SET TASKS:
[1] In the excerpt on optical flow and video, what does the name RAFT stand for?
[2] Write a continuation of the excerpt on optical flow and video understanding, starting right after its final sentence.

EXCERPT:
* * * * * * *
Files 01-04 treated images as isolated snapshots. But the visual world is continuous: objects move, scenes change, and depth exists. This file extends computer vision into the temporal domain (video) and the spatial domain (3D), covering how models understand motion, track objects, estimate depth, and reconstruct scenes.
A video is a sequence of images (frames) captured over time. At 30 frames per second, a 10-second clip contains 300 frames. The key challenge is modelling the temporal dimension: how do objects move, how do scenes evolve, and how can we relate information across frames?
Optical flow estimates the apparent motion of pixels between two consecutive frames. For each pixel in frame \(t\), optical flow produces a 2D displacement vector \((u, v)\) pointing to where that pixel moved in frame \(t+1\). The result is a dense motion field the same size as the image.

Two consecutive video frames and the optical flow field between them, visualised as coloured arrows showing pixel motion direction and magnitude

Optical flow is computed under the brightness constancy assumption: a pixel's intensity does not change as it moves. If a pixel at position \((x, y)\) in frame \(t\) has intensity \(I(x, y, t)\) and moves by \((u, v)\) in a small time interval \(\delta t\):

\[I(x + u\delta t, \, y + v\delta t, \, t + \delta t) = I(x, y, t)\]

Taking a first-order Taylor expansion (chapter 03) and dividing by \(\delta t\):

\[I_x u + I_y v + I_t = 0\]

where \(I_x, I_y\) are the spatial gradients (Sobel, file 01) and \(I_t\) is the temporal gradient (difference between consecutive frames). This is the optical flow constraint equation. One equation, two unknowns (\(u, v\)): we need an additional constraint.
Lucas-Kanade assumes the flow is constant within a small window (e.g., 5x5 pixels). This gives an overdetermined system (25 equations, 2 unknowns) solved by least squares (the normal equation from chapter 06):

\[ \begin{bmatrix} u \\ v \end{bmatrix} = \begin{bmatrix} \sum I_x^2 & \sum I_x I_y \\ \sum I_x I_y & \sum I_y^2 \end{bmatrix}^{-1} \begin{bmatrix} -\sum I_x I_t \\ -\sum I_y I_t \end{bmatrix} \]

The 2x2 matrix is the structure tensor from file 01 (the same matrix used in Harris corner detection). Lucas-Kanade works well for small motions but fails when objects move more than a few pixels between frames.
Farneback's method fits a polynomial expansion to the neighbourhood of each pixel and estimates the displacement field that best explains the change between frames. It produces dense flow (a vector for every pixel) and handles larger motions than Lucas-Kanade.
Modern deep learning optical flow methods (FlowNet, RAFT) learn to predict optical flow end-to-end from pairs of frames. RAFT (Recurrent All-Pairs Field Transforms, Teed and Deng, 2020) computes a 4D correlation volume between all pairs of pixels in the two frames and iteratively refines the flow estimate using a GRU-based update operator. RAFT achieves state-of-the-art accuracy and has become the standard flow backbone.
Two-stream networks (Simonyan and Zisserman, 2014) were an early approach to video understanding. One stream processes a single RGB frame (appearance), the other processes a stack of optical flow frames (motion). The two streams are fused at the end (by averaging or concatenation). This architecture explicitly separates "what things look like" from "how they move."
* * * * * * *
DATASET:

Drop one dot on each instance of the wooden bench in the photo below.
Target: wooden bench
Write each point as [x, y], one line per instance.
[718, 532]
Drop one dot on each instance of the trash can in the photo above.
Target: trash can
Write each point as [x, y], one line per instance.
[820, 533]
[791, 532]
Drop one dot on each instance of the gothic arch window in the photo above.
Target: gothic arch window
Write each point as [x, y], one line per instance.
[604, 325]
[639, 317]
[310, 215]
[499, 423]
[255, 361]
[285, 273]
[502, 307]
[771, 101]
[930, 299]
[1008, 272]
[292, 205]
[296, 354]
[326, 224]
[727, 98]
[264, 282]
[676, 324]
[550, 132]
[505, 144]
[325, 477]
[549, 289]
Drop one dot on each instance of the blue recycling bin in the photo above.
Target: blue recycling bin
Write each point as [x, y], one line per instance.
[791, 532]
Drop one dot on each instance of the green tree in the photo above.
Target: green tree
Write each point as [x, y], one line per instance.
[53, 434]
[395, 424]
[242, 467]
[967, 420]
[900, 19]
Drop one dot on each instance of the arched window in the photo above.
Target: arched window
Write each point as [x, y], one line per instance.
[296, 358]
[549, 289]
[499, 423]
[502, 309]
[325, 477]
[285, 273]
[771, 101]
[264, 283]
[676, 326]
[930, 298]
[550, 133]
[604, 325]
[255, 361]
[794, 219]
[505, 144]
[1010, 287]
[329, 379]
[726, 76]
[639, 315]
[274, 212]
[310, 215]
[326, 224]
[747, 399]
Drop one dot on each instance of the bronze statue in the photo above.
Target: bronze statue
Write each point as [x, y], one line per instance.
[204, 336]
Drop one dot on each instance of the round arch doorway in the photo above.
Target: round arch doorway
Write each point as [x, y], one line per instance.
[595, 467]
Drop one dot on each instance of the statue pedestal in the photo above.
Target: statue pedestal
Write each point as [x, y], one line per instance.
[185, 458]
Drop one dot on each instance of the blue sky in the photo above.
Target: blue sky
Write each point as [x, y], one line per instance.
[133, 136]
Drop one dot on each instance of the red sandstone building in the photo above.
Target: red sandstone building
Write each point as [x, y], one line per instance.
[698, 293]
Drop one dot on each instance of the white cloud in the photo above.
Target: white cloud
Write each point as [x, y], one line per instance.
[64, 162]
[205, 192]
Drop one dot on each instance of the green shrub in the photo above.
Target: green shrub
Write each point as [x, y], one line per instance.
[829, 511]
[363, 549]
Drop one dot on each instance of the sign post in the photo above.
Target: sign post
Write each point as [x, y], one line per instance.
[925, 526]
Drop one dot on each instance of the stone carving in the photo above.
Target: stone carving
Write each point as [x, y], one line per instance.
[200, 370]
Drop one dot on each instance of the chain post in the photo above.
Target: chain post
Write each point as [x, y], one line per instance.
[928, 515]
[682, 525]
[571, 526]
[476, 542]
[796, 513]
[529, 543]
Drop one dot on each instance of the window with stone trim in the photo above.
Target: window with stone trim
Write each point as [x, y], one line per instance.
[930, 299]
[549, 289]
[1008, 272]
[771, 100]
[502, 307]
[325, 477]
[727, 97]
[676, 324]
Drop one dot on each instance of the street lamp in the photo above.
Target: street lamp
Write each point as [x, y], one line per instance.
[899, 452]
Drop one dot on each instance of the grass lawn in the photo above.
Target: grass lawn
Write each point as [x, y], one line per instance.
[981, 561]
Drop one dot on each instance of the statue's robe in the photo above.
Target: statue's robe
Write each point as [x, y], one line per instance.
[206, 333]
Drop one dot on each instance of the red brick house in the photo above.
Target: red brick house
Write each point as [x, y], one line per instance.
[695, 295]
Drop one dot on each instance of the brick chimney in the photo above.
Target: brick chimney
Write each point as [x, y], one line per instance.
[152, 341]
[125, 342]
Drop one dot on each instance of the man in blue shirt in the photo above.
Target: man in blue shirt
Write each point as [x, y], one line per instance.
* * * * * * *
RESPONSES IN ORDER:
[1] Recurrent All-Pairs Field Transforms.

[2]
3D Convolutional Networks extend 2D convolutions to the temporal dimension. A 3D convolution applies a filter of size \(k \times k \times k_t\) that spans both spatial and temporal dimensions, directly learning spatiotemporal features.
C3D (Tran et al., 2015) stacked 3D convolutions with 3x3x3 filters, showing that temporal convolutions can learn motion features without explicit optical flow. The cost is high: 3D convolutions have \(k_t\) times more parameters and computation than their 2D counterparts.
I3D (Inflated 3D, Carreira and Zisserman, 2017) took a more practical approach: start with a pre-trained 2D CNN (like Inception or ResNet) and "inflate" all 2D filters to 3D by repeating the weights along the temporal dimension and dividing by \(k_t\). This transfers ImageNet pre-training to video while adding temporal modelling. A 2D \(k \times k\) filter becomes a \(k \times k \times k_t\) filter initialised as \(W_{\text{3D}}[:,:,j] = W_{\text{2D}} / k_t\) for all temporal positions \(j\).
SlowFast Networks (Feichtenhofer et al., 2019) use two parallel pathways operating at different temporal resolutions:
- The Slow pathway processes frames at a low frame rate (e.g., every 16th frame) with high spatial resolution and many channels, capturing fine spatial detail.
- The Fast pathway processes frames at a high frame rate (every 2nd frame) with reduced spatial resolution and fewer channels (typically \(1/8\) of the Slow pathway), capturing rapid temporal changes.
- Lateral connections fuse information from Fast to Slow via strided convolutions.
The insight is that spatial and temporal information have different bandwidth requirements: object appearance changes slowly, but motion can be rapid. SlowFast matches this asymmetry by design.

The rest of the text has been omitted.